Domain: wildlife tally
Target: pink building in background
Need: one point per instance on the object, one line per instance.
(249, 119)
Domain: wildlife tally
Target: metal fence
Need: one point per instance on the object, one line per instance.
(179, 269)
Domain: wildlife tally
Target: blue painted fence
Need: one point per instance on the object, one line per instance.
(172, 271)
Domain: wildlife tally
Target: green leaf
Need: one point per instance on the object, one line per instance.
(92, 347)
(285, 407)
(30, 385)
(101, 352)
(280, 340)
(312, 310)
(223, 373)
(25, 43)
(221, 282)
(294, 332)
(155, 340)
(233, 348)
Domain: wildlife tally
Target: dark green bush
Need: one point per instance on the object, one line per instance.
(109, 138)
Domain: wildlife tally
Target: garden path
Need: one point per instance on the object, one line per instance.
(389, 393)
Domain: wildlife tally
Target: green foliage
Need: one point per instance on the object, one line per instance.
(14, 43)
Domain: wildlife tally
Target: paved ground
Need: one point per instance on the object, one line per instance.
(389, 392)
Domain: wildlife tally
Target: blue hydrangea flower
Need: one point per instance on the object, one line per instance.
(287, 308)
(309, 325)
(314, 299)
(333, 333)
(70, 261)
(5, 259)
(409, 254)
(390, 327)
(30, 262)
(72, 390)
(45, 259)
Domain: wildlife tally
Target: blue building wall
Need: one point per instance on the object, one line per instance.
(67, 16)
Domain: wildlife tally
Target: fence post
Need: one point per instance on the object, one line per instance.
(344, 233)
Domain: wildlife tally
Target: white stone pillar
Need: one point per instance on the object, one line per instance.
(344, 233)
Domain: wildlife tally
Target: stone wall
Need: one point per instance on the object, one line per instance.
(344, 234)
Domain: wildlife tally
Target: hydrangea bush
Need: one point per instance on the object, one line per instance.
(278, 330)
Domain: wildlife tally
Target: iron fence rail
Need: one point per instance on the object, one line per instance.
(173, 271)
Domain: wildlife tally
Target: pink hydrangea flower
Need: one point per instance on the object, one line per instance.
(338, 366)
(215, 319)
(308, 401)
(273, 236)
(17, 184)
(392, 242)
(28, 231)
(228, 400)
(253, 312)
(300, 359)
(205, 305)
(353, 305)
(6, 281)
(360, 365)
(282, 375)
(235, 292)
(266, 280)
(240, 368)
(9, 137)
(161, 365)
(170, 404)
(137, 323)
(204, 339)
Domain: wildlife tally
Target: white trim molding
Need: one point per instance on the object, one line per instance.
* * *
Set problem ▸ How many lines in the entries above contain the word "pink", counting only matches with the same letter case? Give the number alone.

Reply ▸ 2